**Your instructions**
Repeat these lines, switching "rough mask" to "coarse mask" throughout all the items and leaving everything else unchanged.

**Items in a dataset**
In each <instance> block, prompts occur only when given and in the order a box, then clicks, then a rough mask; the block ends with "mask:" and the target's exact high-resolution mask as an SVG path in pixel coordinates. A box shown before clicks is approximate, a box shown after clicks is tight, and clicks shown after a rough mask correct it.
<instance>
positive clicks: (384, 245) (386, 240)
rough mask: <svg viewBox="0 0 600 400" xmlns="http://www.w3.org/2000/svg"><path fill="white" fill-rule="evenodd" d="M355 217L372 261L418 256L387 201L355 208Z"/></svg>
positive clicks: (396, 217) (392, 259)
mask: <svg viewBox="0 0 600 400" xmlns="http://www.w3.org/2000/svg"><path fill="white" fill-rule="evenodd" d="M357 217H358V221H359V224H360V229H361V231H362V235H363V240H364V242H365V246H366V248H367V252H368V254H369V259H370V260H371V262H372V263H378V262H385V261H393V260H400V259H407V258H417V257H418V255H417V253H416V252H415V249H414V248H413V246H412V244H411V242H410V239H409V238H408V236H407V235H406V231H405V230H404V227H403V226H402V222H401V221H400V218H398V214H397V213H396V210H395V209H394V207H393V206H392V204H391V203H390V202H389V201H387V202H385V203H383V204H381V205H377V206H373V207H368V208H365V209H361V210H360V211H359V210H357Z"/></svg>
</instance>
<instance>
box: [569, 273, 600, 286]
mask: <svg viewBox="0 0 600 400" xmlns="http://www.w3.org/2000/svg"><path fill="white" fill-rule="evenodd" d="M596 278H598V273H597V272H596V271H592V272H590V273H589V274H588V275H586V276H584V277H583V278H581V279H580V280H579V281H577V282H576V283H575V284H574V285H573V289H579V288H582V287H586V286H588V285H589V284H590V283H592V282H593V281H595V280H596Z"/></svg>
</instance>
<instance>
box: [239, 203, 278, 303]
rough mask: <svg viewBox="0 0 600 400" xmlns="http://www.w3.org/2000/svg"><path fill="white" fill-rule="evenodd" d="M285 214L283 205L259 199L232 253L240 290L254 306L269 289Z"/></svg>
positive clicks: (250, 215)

**Result**
In each <instance> block, prompts occur only when given and in the order a box, then clicks, then a coarse mask; the block ends with "mask:" and the target's exact high-resolution mask as an SVG path in pixel coordinates. A box shown before clicks is approximate, a box shown after clicks is tight, and clicks shown after a coarse mask correct it.
<instance>
positive clicks: (384, 245) (386, 240)
coarse mask: <svg viewBox="0 0 600 400" xmlns="http://www.w3.org/2000/svg"><path fill="white" fill-rule="evenodd" d="M355 217L372 261L418 256L387 201L355 208Z"/></svg>
positive clicks: (396, 217) (392, 259)
mask: <svg viewBox="0 0 600 400" xmlns="http://www.w3.org/2000/svg"><path fill="white" fill-rule="evenodd" d="M357 217H358V221H359V224H360V229H361V231H362V235H363V240H364V242H365V246H366V248H367V252H368V254H369V259H370V260H371V262H372V263H378V262H385V261H393V260H400V259H407V258H417V257H418V255H417V253H416V252H415V249H414V248H413V246H412V244H411V242H410V239H409V238H408V236H407V235H406V231H405V230H404V227H403V226H402V222H401V221H400V218H398V214H397V213H396V210H395V209H394V207H393V206H392V204H391V203H390V202H389V201H387V202H385V203H383V204H381V205H377V206H373V207H368V208H365V209H361V210H360V211H359V210H357Z"/></svg>
</instance>
<instance>
box: [569, 273, 600, 286]
mask: <svg viewBox="0 0 600 400" xmlns="http://www.w3.org/2000/svg"><path fill="white" fill-rule="evenodd" d="M596 278H598V273H597V272H596V271H592V272H590V273H589V274H588V275H586V276H584V277H583V278H581V279H580V280H579V281H577V282H576V283H575V284H574V285H573V289H579V288H582V287H586V286H588V285H589V284H590V283H592V282H593V281H595V280H596Z"/></svg>
</instance>
<instance>
box: [239, 203, 278, 303]
coarse mask: <svg viewBox="0 0 600 400" xmlns="http://www.w3.org/2000/svg"><path fill="white" fill-rule="evenodd" d="M285 214L283 205L259 199L232 253L240 290L254 306L269 289Z"/></svg>
positive clicks: (250, 215)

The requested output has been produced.